> [WORK ORDER] Reproduce, character for character, the lines below from the first through the one with "this sample: (960,420).". Leave pictures out.
*** Opening of EXERCISE INPUT ***
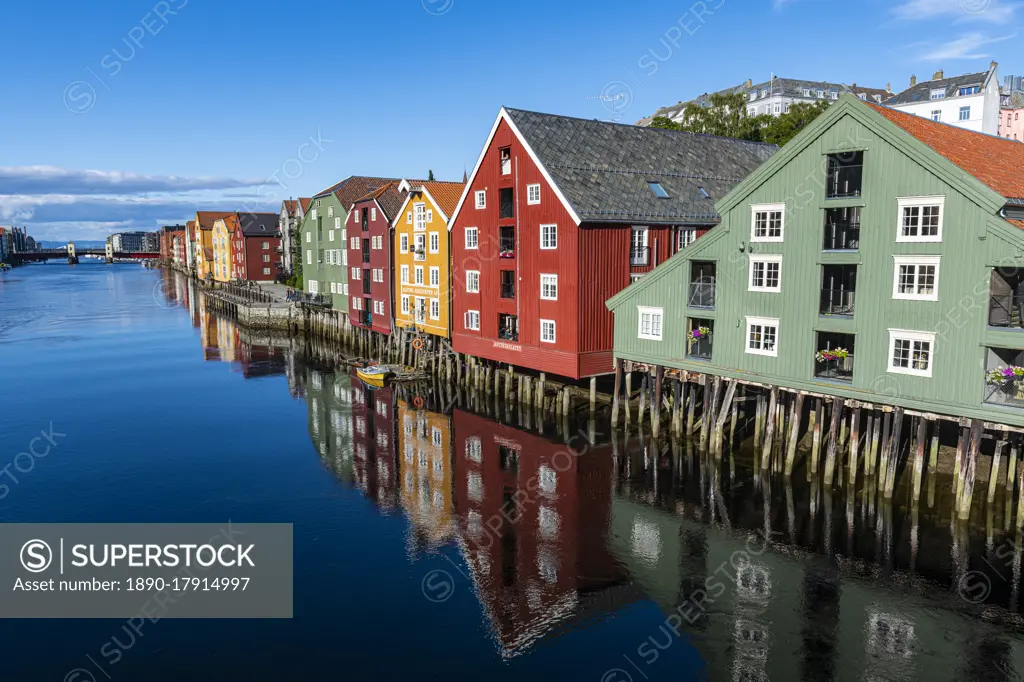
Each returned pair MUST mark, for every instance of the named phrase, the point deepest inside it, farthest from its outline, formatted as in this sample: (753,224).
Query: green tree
(783,128)
(723,115)
(664,122)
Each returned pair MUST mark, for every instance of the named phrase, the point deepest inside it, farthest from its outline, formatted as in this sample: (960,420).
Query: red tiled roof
(445,194)
(207,218)
(994,161)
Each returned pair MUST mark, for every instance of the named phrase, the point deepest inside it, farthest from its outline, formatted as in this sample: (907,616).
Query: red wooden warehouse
(370,259)
(254,250)
(559,215)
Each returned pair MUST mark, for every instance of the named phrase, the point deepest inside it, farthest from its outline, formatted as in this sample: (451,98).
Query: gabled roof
(950,86)
(388,197)
(259,224)
(207,218)
(603,170)
(995,162)
(444,196)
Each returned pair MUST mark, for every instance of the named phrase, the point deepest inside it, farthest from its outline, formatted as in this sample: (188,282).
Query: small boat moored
(375,376)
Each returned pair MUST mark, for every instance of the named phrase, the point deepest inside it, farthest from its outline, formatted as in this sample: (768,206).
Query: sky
(133,114)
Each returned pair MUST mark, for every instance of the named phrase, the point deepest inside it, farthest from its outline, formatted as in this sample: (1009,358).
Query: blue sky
(134,114)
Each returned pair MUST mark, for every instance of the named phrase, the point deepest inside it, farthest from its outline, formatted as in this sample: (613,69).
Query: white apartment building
(971,100)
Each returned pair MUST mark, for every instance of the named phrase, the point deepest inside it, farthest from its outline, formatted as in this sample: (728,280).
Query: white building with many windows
(970,101)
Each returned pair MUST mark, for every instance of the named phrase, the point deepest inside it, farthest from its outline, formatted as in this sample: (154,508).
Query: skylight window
(658,189)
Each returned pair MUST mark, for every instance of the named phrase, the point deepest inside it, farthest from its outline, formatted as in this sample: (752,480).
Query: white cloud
(994,11)
(968,46)
(57,204)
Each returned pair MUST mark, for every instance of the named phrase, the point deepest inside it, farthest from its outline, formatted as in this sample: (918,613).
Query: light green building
(324,238)
(875,236)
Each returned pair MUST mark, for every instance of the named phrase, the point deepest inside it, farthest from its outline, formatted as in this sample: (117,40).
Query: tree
(783,128)
(723,115)
(664,122)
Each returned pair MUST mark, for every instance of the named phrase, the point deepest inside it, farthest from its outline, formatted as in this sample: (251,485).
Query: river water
(440,539)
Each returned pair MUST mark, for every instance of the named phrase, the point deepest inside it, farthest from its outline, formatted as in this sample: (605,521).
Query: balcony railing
(699,349)
(842,237)
(702,294)
(838,370)
(837,301)
(1006,310)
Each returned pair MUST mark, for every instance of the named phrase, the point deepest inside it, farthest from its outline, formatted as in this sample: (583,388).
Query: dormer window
(657,189)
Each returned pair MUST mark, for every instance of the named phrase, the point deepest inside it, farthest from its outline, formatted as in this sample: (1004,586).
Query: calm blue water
(404,567)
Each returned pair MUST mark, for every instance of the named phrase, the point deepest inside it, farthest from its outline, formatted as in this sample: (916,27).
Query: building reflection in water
(848,588)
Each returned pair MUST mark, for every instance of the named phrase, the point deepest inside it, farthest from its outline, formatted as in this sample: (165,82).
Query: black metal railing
(1009,393)
(702,294)
(837,301)
(639,255)
(1006,310)
(249,293)
(844,180)
(699,348)
(840,369)
(842,237)
(507,244)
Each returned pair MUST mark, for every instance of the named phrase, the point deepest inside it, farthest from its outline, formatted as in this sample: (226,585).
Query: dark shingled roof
(603,169)
(923,91)
(259,224)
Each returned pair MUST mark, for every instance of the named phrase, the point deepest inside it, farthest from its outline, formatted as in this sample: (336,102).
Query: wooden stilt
(834,435)
(993,474)
(816,436)
(791,451)
(967,496)
(770,429)
(919,457)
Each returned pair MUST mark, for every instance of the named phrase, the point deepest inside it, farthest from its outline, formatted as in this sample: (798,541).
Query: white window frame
(550,239)
(550,324)
(767,208)
(657,313)
(909,202)
(762,322)
(552,282)
(915,260)
(419,217)
(765,258)
(907,335)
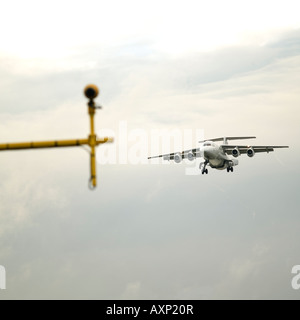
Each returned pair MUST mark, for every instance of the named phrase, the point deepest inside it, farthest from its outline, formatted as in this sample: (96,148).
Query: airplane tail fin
(226,139)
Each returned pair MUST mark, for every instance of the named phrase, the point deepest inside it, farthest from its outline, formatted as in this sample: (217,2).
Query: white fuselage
(216,157)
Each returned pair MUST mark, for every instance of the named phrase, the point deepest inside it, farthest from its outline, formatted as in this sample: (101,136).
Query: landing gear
(204,170)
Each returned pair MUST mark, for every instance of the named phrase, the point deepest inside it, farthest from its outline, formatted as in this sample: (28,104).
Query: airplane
(217,156)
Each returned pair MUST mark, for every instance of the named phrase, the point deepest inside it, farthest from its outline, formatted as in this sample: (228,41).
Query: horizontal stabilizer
(225,139)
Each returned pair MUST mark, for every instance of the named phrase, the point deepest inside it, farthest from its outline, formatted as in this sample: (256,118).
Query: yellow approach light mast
(91,92)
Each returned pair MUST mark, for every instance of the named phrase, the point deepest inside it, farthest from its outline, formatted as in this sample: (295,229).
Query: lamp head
(91,91)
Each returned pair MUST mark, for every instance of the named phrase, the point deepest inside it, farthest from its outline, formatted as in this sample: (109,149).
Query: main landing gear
(204,170)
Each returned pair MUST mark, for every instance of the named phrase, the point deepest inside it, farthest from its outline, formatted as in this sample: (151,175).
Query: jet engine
(191,156)
(177,158)
(233,162)
(250,152)
(236,152)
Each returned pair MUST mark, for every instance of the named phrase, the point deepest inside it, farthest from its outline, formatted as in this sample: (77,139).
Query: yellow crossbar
(91,92)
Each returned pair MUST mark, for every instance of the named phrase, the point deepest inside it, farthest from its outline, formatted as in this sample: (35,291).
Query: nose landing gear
(204,170)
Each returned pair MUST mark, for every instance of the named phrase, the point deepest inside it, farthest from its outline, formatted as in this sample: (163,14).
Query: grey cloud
(150,231)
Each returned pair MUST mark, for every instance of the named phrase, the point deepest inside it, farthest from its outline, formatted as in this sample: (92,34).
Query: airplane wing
(195,153)
(243,149)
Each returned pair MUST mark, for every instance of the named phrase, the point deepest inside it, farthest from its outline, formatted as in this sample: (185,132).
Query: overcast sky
(149,231)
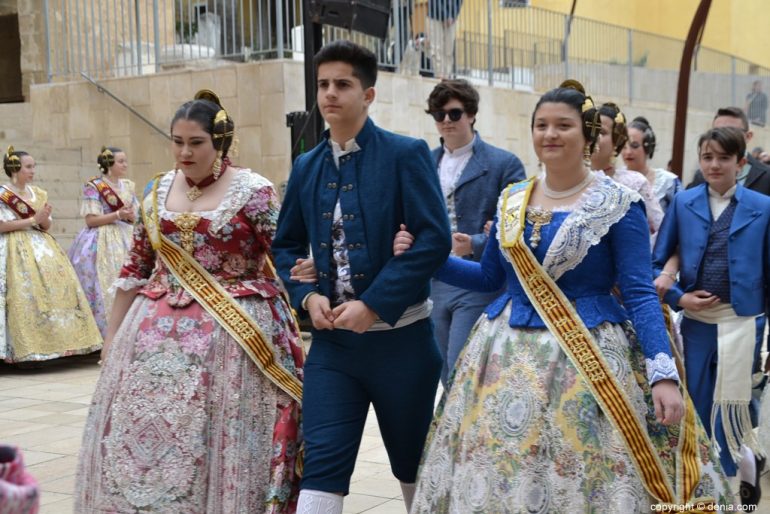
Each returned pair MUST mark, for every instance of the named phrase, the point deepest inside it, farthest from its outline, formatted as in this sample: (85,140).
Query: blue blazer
(488,172)
(391,180)
(687,225)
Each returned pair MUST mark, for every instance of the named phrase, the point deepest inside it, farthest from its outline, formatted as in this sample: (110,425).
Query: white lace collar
(240,190)
(603,204)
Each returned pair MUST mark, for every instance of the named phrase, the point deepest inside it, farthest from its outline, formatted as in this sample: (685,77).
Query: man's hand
(403,241)
(461,244)
(662,284)
(697,300)
(304,271)
(320,312)
(669,405)
(354,315)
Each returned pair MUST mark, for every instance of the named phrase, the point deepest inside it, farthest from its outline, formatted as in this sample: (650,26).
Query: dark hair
(206,112)
(734,112)
(730,139)
(641,124)
(106,158)
(619,131)
(460,90)
(12,161)
(363,61)
(571,93)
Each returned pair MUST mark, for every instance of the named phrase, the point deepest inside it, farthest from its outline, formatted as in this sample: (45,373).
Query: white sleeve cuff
(662,367)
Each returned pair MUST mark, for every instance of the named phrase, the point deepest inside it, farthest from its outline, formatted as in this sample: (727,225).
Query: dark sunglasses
(454,115)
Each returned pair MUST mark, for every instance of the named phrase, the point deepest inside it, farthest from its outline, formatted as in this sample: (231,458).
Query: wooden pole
(683,89)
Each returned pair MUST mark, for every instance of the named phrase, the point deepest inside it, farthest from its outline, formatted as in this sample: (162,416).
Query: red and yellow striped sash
(578,344)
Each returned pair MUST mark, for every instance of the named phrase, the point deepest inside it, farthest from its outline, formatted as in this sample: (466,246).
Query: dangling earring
(216,169)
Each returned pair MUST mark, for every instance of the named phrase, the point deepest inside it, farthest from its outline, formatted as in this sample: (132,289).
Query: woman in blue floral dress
(520,430)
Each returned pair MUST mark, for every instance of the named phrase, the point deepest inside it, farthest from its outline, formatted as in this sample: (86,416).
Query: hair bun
(11,161)
(207,94)
(573,84)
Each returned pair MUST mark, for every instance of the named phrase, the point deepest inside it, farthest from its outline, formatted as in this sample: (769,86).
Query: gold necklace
(13,189)
(538,217)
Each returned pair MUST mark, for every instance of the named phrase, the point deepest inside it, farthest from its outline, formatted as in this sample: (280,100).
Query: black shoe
(750,494)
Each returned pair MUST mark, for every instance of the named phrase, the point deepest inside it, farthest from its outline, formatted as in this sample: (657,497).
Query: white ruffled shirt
(452,165)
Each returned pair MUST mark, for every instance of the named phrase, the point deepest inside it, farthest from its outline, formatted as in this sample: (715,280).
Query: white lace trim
(661,367)
(127,284)
(239,192)
(602,205)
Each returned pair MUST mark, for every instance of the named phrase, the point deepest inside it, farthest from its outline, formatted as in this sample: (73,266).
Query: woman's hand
(43,214)
(461,244)
(697,300)
(127,214)
(403,241)
(304,271)
(669,405)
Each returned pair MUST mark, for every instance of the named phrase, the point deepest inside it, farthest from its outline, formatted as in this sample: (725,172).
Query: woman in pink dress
(197,408)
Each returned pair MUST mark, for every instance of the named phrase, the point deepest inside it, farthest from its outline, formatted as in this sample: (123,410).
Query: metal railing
(503,43)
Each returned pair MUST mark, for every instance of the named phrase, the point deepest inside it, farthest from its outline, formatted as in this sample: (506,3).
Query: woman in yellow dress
(46,313)
(109,206)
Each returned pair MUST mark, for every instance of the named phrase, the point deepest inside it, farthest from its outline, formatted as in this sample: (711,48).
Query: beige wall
(76,117)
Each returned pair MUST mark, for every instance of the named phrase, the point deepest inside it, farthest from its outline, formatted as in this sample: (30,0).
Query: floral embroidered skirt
(46,315)
(519,432)
(183,422)
(97,254)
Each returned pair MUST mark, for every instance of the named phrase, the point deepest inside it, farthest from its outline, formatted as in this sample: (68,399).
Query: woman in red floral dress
(187,417)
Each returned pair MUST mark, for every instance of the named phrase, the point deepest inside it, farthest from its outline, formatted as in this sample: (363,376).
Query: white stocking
(408,491)
(318,502)
(747,469)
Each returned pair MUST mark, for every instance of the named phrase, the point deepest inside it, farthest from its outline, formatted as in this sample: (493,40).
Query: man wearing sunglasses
(472,175)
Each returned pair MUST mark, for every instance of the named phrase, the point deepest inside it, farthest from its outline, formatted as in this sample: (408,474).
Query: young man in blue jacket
(472,174)
(722,230)
(372,335)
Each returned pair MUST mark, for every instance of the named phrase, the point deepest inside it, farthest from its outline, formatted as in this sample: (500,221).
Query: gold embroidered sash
(578,344)
(217,302)
(107,193)
(16,203)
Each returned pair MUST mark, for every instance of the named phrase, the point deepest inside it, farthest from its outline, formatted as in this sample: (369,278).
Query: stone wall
(75,120)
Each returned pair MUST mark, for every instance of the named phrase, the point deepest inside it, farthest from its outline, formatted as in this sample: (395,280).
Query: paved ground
(44,410)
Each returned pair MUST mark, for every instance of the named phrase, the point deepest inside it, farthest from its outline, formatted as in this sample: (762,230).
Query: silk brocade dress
(182,421)
(97,253)
(519,431)
(46,314)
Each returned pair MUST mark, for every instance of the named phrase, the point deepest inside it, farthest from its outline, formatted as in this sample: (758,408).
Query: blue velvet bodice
(621,257)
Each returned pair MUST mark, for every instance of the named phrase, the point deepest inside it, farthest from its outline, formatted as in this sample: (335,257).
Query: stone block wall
(69,122)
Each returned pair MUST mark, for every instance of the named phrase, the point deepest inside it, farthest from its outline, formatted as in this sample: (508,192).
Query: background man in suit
(721,231)
(754,175)
(472,175)
(442,25)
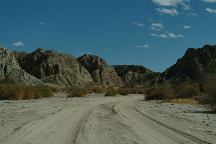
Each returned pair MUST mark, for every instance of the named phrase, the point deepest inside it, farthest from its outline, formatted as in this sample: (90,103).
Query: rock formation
(196,65)
(133,75)
(10,70)
(56,68)
(100,71)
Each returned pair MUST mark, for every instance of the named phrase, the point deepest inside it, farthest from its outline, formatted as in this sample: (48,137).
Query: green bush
(124,91)
(77,92)
(97,89)
(187,90)
(19,92)
(159,92)
(111,91)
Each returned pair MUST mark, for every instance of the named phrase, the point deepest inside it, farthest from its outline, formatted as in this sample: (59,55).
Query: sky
(152,33)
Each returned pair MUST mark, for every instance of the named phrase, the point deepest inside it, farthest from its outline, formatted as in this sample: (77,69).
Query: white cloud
(142,46)
(211,10)
(209,1)
(40,22)
(173,3)
(172,12)
(192,14)
(168,35)
(157,26)
(139,24)
(19,44)
(186,27)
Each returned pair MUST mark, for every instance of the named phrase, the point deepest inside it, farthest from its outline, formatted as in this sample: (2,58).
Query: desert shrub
(110,91)
(19,92)
(139,90)
(77,92)
(97,89)
(187,90)
(124,91)
(159,92)
(210,91)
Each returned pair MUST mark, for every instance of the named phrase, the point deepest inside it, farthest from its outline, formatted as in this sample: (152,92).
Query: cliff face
(53,67)
(100,71)
(10,70)
(133,75)
(196,65)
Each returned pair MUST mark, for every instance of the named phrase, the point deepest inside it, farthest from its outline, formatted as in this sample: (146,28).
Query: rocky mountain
(133,75)
(100,71)
(53,67)
(11,71)
(196,65)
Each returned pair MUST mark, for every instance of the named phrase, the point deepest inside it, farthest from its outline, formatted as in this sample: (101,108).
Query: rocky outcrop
(133,75)
(11,71)
(196,65)
(56,68)
(100,71)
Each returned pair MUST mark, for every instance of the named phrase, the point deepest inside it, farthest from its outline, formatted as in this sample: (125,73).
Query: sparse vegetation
(111,91)
(97,89)
(77,92)
(124,91)
(187,90)
(19,92)
(188,101)
(159,92)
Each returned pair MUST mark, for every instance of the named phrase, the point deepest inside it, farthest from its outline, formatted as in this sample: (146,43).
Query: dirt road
(99,120)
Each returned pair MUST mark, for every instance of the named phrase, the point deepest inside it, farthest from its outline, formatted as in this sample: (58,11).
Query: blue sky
(153,33)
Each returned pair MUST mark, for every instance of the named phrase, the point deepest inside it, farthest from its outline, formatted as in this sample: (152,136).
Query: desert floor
(96,119)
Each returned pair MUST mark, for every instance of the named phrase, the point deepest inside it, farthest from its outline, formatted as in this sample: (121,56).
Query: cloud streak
(167,36)
(19,44)
(142,46)
(157,26)
(139,24)
(165,11)
(211,10)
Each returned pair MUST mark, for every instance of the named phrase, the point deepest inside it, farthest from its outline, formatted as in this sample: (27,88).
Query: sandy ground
(104,120)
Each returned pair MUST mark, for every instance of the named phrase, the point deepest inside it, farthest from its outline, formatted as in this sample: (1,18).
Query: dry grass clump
(97,89)
(159,92)
(110,91)
(139,90)
(187,101)
(187,90)
(124,91)
(77,92)
(20,92)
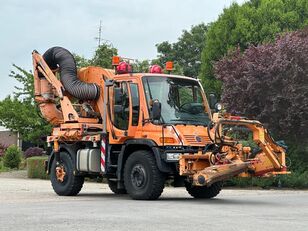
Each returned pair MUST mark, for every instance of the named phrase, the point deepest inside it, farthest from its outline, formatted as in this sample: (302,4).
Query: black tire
(204,191)
(113,185)
(71,184)
(142,178)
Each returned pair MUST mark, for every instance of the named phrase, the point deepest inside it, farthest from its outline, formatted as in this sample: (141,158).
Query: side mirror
(118,95)
(212,100)
(156,110)
(118,109)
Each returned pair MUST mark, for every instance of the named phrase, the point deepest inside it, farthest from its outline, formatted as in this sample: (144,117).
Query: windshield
(181,99)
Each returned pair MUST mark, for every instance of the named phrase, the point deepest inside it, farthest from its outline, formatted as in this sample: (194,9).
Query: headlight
(173,156)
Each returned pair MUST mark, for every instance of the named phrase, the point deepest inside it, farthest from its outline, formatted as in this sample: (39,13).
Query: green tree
(186,52)
(20,113)
(103,56)
(254,22)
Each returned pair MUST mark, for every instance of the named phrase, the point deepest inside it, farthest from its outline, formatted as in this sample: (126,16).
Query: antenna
(99,38)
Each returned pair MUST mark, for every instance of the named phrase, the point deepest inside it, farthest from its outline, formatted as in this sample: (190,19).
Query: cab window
(135,103)
(121,111)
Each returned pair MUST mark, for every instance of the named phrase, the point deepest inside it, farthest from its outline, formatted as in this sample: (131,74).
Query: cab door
(124,111)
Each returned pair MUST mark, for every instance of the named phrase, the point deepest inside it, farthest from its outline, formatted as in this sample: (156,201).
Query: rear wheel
(204,191)
(113,185)
(142,178)
(62,177)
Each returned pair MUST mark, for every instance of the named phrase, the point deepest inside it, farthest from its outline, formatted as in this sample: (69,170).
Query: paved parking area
(27,204)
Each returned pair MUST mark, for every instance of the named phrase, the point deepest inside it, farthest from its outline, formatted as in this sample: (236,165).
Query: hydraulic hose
(58,57)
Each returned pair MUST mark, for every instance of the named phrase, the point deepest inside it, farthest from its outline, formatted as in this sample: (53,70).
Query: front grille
(197,140)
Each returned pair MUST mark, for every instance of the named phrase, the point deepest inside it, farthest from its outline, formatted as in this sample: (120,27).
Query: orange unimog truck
(140,129)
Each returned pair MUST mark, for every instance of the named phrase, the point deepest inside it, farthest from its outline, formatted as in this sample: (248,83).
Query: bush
(36,167)
(269,83)
(12,157)
(33,151)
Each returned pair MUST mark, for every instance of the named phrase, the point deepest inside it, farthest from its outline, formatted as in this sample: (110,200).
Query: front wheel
(142,178)
(204,191)
(62,177)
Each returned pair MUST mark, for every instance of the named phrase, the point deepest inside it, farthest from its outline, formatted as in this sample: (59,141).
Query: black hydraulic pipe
(58,57)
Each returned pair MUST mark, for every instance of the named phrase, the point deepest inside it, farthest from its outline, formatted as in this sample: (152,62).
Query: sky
(133,27)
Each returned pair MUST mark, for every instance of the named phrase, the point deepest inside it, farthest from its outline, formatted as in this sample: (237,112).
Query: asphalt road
(32,205)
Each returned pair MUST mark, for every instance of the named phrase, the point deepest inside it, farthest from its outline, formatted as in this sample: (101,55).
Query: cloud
(134,27)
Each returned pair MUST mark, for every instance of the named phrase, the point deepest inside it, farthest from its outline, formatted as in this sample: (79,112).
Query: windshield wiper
(189,120)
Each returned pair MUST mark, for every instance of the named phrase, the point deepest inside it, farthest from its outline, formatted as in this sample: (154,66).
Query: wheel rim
(138,176)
*** Close of EXERCISE INPUT ***
> [SOLUTION]
Each returned pair MUST mark, for every instance of the named phrase, the point deepest inside it, farthest from its outline, formatted as in this sample: (753,224).
Query: green tree
(783,128)
(723,115)
(664,122)
Each returned pair MUST mark, for every instance of the named phrase, the point deepest inside it, farthest from its outline, formatted as in this sample: (960,420).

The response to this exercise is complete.